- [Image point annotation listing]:

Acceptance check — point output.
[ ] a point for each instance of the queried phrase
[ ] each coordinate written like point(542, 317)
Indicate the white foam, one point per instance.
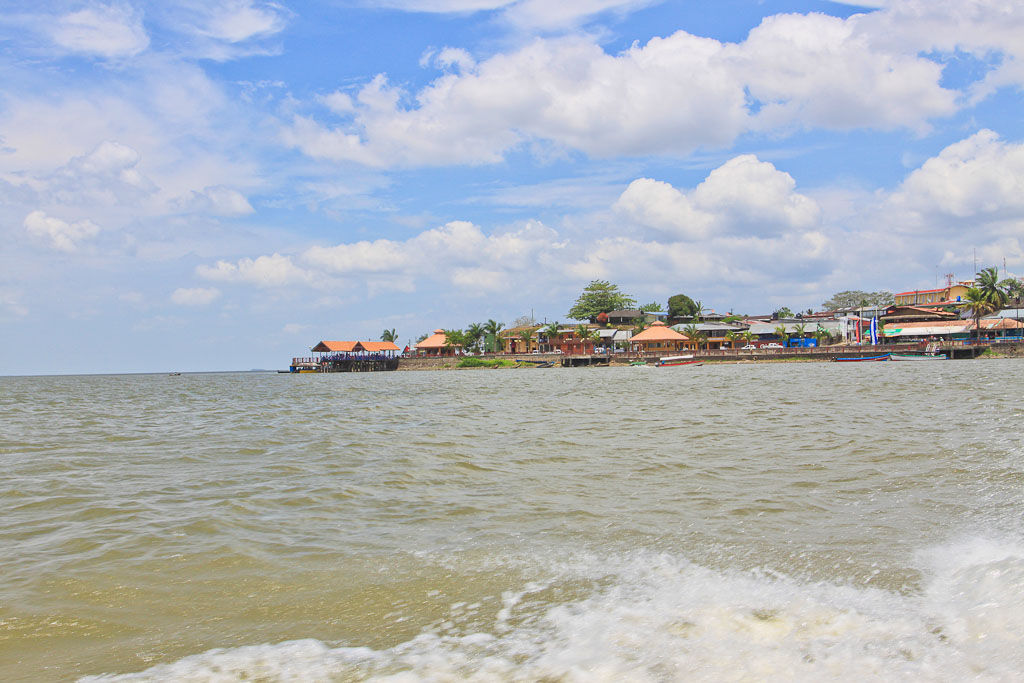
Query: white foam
point(658, 617)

- [TASK STATEMENT]: Present each line of the listing above as a numbered list, skipping any blank lines and leaving out the pictures.

- [TASK RESULT]:
1. Acceptance check — point output.
2. [ ] a point for each instance of the queried phrase
3. [ ] each coordinate written like point(542, 317)
4. Indicate the white foam, one point per instance.
5. Query: white foam
6. point(658, 617)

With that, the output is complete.